Task 1.
List every adjective Dr. Carr uses to praise the group in the transcript on new media.
Task 2.
Carry the transcript on new media forward from its last line.

Document passage.
::::
DR. FRANCIS: I think that’s really important, but I want to send a very careful cautionary note. There are a lot of uses of new media that are deeply problematic for both people’s privacy, and also in ways that actually counter the very message we would be trying to send out.

I’ll just give you one illustration. The use of Facebook recently to broadcast the beating of children with Down’s Syndrome. Somebody did it. This was coming around on all of the disability listservs. So the cautionary note I want to send is that we’re going to have to be very careful to be attuned to what are the problematic ways that people are using it, because unless we are we won’t see what the fears are, and how to protect against them.

DR. CARR: Okay. This has really been terrific. I applaud everybody after two arduous days to be this creative is really great. Thank you, populations, for being so insightful.
::::
Entries supplied.
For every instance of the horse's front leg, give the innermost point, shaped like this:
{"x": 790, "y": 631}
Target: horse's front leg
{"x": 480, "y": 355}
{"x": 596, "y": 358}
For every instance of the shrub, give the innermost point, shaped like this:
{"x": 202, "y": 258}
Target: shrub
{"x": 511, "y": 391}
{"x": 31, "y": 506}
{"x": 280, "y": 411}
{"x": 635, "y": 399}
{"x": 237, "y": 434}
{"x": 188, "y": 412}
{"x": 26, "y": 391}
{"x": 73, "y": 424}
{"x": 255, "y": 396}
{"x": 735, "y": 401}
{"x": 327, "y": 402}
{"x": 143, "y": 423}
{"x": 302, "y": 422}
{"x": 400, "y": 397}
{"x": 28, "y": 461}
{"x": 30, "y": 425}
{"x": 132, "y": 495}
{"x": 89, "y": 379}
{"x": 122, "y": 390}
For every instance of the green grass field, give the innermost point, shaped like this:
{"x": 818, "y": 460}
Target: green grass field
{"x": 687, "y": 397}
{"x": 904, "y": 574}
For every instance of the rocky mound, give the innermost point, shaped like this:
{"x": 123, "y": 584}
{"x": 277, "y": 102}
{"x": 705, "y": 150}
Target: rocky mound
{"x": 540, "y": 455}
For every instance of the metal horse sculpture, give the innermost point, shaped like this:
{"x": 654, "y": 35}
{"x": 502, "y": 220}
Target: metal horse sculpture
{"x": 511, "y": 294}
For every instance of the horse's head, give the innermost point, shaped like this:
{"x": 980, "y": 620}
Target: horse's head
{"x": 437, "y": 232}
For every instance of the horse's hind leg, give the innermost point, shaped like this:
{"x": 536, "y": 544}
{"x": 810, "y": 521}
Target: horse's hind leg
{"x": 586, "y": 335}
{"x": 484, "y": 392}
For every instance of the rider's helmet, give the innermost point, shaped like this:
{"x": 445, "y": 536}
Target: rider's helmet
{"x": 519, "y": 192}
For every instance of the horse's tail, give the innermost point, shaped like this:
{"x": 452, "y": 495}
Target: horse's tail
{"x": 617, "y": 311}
::::
Answer 1.
terrific, creative, great, insightful

Answer 2.
I like very much this recommendation because I think it does many of the things that align with what NCVHS does well. I think we’re focusing on an area that is not in anybody’s sightline at the moment. Yet, it’s critically important to the rapid learning health system. It allows us to look at different agencies, pull groups together to get the collective wisdom. And I think it very much resonates with what we’re struggling with, that our bandwidth is becoming overwhelmed. And I think by having a focus like this we may choose to reconfigure ourselves. No just have populations join quality, but rather maybe we just no longer have subcommittees and maybe we organize around —

DR. WARREN: Well, let’s not throw out the baby with the bottle, but it’s an idea.

DR. CARR: But maybe, you know, it’s so 80s.

(Laughter.)

But actually I think we should all reflect on it because it would be a bold step, but it would be a defining step in many ways. And I think it helps us address the struggles we have of everybody dispersing to a different committee to talk about something that would have been enhanced if the other person at the other committee had been there. So I think it has tremendous appeal.

So in terms of where we are, next steps, clearly we still have our very rigorous demands from Affordable Care. Lest we forget about 5010 and ICD-10, do we have anything coming up on those, as if we had time?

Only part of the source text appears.